Tugas Pengerjaan
(1) Menurut teks bacaan tentang sanyas, dari masa apa seseorang dapat langsung memasuki sanyas ashram?
(2) Terjemahkan kalimat "Mereka bisa langsung memasuki sanyas ashram dari brahmacharya." dari teks bacaan tentang sanyas ke dalam bahasa Inggris.

Teks Bacaan
════════

Lepas dari keterikatan tidak berarti ia bersikap tidak peduli terhadap dunia. Tidak. Ia justru menjadi sangat peduli terhadap dunia, dan menggunakan sisa hidupnya untuk melayani semua (Anand Krishna, Sanyas Dharma, pp. 2-15). 

“Pembagian ini tidaklah bersifat kaku karena “banyak orang yang terpanggil untuk menjadi sanyasi sejak masa brahmacharya. Maka tidak ada paksaan bagi mereka untuk tetap menjalani grahasthya dan vanaprastha sebelum memasuki sanyas. Mereka bisa langsung memasuki sanyas ashram dari brahmacharya. Itu menjadi pilihan masing-masing. Tidak ada paksaan, dan seorang brahmachari tidak perlu memaksa diri” (Anand Krishna, Sanyas Dharma, pp. 16).

════════

Data yang Disediakan
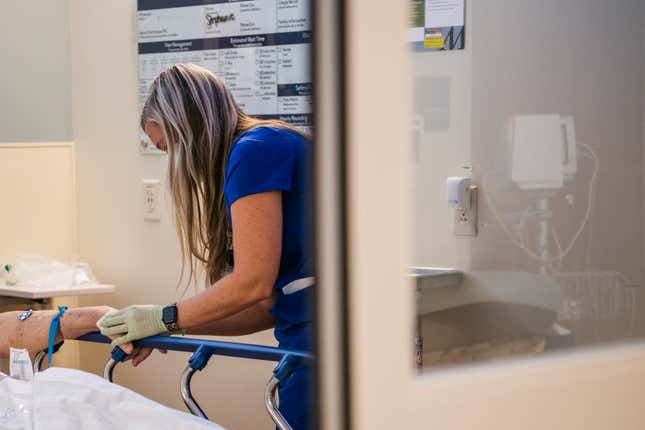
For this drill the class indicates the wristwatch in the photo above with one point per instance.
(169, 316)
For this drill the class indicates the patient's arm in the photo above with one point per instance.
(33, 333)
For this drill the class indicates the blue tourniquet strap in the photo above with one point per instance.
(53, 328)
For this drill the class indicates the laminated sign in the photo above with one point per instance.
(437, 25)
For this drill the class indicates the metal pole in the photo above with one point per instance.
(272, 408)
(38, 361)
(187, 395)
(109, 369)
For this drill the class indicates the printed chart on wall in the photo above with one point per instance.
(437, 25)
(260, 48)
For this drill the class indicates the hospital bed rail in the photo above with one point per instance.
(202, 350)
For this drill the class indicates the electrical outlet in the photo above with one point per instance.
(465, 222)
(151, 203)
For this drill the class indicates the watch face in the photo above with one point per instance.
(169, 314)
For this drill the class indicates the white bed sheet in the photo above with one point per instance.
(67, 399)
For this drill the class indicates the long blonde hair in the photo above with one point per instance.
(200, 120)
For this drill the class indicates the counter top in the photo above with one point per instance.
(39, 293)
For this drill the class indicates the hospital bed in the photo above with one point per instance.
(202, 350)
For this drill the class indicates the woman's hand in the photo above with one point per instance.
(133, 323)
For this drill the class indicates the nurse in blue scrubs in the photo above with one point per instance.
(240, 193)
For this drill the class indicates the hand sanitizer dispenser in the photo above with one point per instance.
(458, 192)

════════

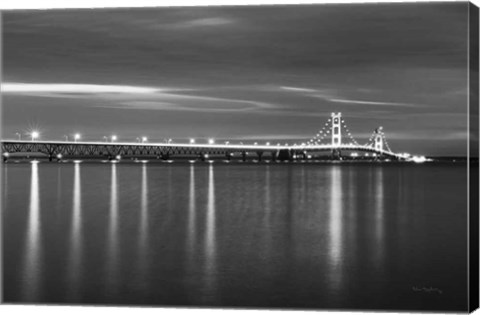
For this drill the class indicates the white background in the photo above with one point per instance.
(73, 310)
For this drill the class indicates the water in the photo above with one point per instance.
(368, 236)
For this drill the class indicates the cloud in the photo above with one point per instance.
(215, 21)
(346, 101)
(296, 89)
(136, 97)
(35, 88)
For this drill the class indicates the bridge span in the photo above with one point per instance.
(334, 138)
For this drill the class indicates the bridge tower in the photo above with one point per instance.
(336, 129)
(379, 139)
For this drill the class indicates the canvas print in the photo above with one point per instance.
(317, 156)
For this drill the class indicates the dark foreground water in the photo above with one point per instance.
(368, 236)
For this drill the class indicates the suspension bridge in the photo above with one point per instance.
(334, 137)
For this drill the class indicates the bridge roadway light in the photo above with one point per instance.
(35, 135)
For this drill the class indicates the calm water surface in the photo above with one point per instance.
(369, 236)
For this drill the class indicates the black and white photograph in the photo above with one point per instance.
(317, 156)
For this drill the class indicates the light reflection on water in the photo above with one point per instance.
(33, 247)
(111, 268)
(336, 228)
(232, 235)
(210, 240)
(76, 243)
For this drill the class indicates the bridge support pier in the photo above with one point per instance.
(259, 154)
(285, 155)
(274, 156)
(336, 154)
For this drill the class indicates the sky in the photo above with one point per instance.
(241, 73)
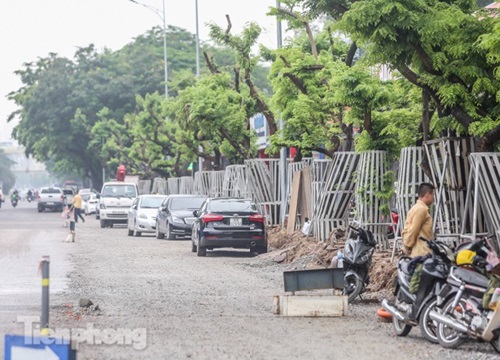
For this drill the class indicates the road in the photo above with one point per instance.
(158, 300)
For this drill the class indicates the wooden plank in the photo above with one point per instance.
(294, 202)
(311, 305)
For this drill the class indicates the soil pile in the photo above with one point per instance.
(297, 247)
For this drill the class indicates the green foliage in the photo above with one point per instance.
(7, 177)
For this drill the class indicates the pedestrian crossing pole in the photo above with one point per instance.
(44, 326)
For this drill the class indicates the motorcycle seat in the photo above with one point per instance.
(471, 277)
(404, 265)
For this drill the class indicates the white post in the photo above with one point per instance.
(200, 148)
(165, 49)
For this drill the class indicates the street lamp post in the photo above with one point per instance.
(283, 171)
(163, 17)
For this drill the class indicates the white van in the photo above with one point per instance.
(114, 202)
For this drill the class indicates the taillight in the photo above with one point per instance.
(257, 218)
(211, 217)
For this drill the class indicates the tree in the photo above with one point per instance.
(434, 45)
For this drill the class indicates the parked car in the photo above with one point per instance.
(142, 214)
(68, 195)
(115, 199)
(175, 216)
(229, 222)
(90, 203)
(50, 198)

════════

Daftar Jawaban
(1) Dari masa brahmacharya.

(2) They can enter the sanyas ashram directly from brahmacharya.